> TAREFA: Dê sequência à reportagem sobre boatos criminosos em São Paulo, começando logo após a última frase apresentada.

De tempos em tempos, policiais têm de parar temporariamente suas investigações para desmistificar boatos

AFONSO BENITES
DE SÃO PAULO

Corpos de crianças raptadas pelo maníaco do carro preto no Campo Limpo (zona sul de SP) são encontrados em terrenos baldios.
Em trens do metrô e no Pari (centro), um homem transtornado injeta uma seringa contaminada com o vírus do HIV nos passageiros.
Em hotéis, homens têm seus rins roubados por uma quadrilha que trafica órgãos.
Tudo delírio. Delírios urbanos.
De tempos em tempos, policiais têm de parar suas investigações ou o atendimento à população para desmistificar boatos criminosos.

(Registros de uma coleção)

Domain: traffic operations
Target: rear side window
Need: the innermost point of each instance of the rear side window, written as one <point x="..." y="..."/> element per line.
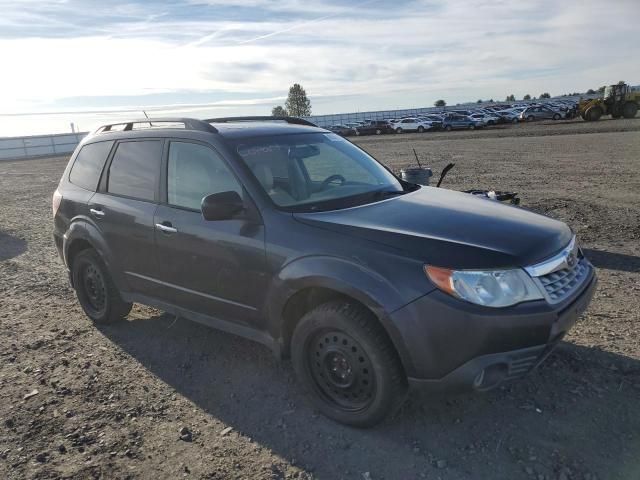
<point x="135" y="169"/>
<point x="88" y="165"/>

> RESPOSTA:
Em um bairro onde são comuns os crimes de homicídio e roubo, o Campo Limpo, o 37º DP chegou a receber 20 ligações diárias relatando que crianças sumiram depois de terem sido raptadas por um homem num carro preto.
De janeiro a maio, 14 boletins de ocorrência foram registrados informando que menores de 18 anos haviam sumido. O delegado Gilberto Ferreira passou então a investigar os casos. Encontrou os 14 desaparecidos- uns tinham fugido de casa, outros com o namorados.
Ou seja, nenhum desaparecido fora levado por um homem num carro preto.
Para tentar desmistificar o suposto rapto de crianças, passou a se reunir com grupos de moradores para explicar que tudo se tratava, na verdade, de uma lenda urbana. Realizou encontros com diretores de escolas.
Nessas reuniões, ao lado de representantes da Guarda Civil e da Polícia Militar, o delegado fez uma longa explanação sobre as lendas urbanas. Ressaltou que as pessoas que transmitem a história jamais testemunharam o fato, mas ouviram dizer que tal coisa tinha acontecido.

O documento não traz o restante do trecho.